Exercise input ->
::::
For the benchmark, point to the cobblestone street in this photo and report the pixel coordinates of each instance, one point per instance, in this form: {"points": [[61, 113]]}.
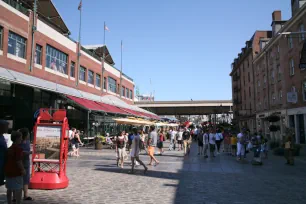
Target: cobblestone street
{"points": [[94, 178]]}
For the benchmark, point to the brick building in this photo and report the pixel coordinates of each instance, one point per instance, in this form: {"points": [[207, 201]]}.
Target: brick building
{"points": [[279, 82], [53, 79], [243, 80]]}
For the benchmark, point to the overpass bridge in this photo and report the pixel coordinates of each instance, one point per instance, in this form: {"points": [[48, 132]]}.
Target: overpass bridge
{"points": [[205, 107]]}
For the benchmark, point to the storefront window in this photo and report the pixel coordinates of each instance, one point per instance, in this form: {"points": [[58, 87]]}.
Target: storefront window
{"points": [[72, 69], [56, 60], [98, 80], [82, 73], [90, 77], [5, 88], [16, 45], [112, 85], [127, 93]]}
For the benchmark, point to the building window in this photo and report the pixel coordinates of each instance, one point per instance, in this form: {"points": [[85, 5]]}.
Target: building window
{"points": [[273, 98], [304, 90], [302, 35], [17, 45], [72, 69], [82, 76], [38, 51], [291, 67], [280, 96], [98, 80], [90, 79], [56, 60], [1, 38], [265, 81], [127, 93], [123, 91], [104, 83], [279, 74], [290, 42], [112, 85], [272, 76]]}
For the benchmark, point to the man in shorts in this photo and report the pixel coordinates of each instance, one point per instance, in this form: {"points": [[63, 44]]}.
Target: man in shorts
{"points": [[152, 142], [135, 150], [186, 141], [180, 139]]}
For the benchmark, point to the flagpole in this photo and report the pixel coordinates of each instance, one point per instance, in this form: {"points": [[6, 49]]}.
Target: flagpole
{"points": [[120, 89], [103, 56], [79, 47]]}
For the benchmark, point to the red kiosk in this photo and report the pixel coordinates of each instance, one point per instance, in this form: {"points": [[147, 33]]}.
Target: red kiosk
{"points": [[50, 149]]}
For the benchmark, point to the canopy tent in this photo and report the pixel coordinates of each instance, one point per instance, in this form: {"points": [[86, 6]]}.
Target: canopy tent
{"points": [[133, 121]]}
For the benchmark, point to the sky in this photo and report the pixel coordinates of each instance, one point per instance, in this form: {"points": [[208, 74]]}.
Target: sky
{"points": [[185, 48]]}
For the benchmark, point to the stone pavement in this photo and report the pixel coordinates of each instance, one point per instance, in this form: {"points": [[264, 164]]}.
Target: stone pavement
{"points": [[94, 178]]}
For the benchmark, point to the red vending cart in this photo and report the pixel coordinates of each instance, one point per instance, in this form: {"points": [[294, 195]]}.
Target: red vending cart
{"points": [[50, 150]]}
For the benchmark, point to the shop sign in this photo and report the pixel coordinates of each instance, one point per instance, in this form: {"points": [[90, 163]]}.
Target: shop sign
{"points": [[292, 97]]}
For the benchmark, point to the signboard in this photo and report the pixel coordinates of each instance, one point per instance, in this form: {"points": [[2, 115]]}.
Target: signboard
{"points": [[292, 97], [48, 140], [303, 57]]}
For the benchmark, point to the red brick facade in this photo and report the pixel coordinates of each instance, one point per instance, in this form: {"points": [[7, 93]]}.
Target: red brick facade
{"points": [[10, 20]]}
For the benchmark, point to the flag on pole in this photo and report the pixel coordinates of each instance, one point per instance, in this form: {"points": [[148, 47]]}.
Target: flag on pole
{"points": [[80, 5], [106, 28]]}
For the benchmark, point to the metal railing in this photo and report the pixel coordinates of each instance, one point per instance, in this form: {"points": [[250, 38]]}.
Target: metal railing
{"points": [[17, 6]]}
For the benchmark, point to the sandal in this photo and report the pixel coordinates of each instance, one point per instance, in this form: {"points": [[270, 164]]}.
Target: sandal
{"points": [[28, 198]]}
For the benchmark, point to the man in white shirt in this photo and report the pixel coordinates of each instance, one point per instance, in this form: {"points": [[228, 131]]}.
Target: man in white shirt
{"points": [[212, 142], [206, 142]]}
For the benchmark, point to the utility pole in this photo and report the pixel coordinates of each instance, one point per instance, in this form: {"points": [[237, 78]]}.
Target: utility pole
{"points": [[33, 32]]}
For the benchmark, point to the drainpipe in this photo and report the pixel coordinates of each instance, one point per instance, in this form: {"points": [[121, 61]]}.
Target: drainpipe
::::
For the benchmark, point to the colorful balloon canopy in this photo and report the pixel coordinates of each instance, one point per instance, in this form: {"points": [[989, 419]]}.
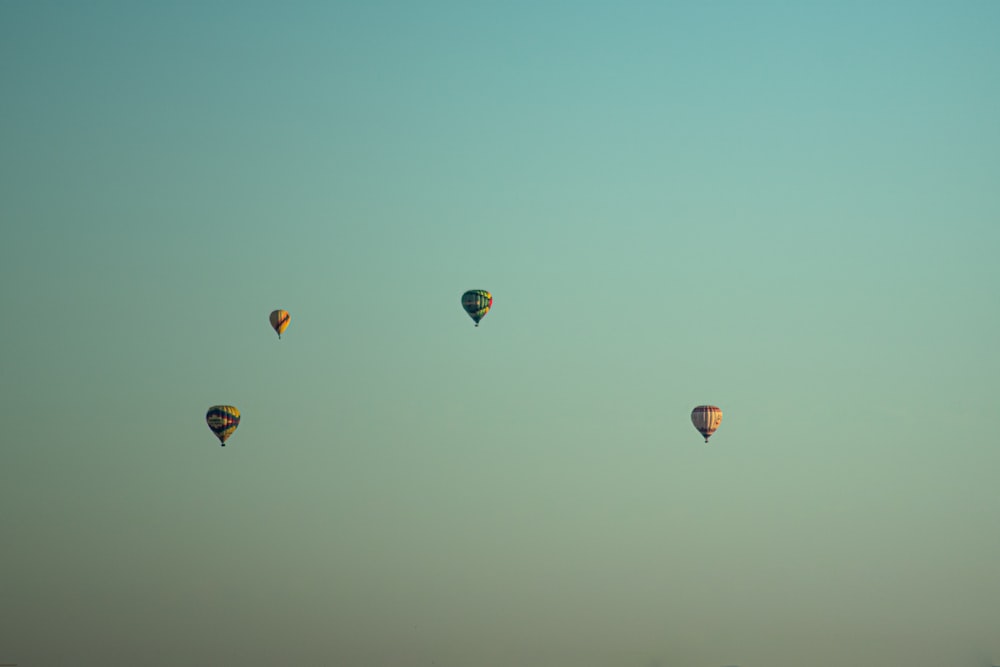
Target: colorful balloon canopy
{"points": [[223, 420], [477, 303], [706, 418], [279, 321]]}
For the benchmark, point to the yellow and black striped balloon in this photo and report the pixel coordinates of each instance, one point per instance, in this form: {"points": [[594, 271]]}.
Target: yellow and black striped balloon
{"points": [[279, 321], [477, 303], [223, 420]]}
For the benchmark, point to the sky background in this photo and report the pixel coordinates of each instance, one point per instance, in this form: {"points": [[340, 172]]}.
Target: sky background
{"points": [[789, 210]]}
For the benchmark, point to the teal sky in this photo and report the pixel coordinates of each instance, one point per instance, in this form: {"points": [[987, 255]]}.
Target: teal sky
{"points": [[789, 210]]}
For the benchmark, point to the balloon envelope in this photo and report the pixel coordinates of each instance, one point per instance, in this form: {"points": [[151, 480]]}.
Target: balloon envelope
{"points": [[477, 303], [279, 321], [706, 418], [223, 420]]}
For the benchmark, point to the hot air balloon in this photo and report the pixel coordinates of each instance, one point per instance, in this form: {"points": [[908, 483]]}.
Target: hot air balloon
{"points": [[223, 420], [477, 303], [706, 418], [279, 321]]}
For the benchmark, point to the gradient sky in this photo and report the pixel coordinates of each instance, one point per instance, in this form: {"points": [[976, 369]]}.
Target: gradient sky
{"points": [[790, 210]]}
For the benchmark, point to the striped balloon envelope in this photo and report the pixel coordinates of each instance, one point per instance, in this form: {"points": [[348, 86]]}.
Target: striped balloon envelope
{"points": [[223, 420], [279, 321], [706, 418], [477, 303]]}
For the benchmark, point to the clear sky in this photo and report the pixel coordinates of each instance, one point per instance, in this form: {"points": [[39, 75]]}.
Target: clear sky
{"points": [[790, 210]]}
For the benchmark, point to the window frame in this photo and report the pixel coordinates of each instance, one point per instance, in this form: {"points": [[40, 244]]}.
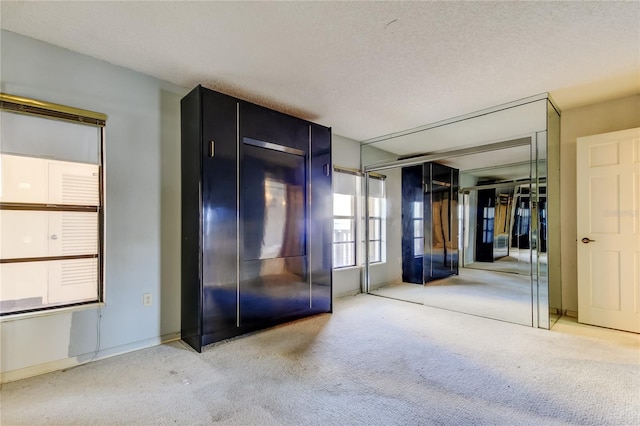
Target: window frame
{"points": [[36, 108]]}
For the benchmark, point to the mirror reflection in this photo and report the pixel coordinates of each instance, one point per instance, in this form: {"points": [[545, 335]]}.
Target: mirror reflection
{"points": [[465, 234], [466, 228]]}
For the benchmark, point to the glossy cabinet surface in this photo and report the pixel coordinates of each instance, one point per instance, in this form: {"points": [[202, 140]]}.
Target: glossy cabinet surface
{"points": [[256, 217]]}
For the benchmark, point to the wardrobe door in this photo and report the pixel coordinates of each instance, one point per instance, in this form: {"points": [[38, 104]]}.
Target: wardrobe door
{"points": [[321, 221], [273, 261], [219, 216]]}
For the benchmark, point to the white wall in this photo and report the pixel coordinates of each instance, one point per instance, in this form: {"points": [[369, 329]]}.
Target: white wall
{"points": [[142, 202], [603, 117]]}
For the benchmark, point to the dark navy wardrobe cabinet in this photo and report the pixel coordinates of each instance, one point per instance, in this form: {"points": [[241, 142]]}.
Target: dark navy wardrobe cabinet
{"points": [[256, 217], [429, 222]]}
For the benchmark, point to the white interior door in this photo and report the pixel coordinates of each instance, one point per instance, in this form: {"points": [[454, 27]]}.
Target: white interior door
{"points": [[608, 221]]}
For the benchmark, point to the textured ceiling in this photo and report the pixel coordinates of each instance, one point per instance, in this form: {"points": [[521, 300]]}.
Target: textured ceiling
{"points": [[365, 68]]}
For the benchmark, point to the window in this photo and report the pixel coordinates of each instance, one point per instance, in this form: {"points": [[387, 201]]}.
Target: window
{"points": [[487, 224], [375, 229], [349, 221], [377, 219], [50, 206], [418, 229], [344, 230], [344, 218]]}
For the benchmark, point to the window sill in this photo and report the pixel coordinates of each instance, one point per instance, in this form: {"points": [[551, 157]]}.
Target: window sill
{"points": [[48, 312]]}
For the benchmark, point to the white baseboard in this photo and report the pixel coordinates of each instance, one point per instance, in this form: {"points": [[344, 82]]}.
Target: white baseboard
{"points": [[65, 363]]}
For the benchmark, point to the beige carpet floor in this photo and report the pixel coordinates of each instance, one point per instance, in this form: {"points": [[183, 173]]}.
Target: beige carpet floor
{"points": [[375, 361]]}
::::
Extract every line of the data above that contains the string "shirt". Matching is case-sensitive.

For the benchmark, point to the man in white shirt in this photo and report the pixel coordinates of each instance, one point per instance, in this form: {"points": [[228, 131]]}.
Target: man in white shirt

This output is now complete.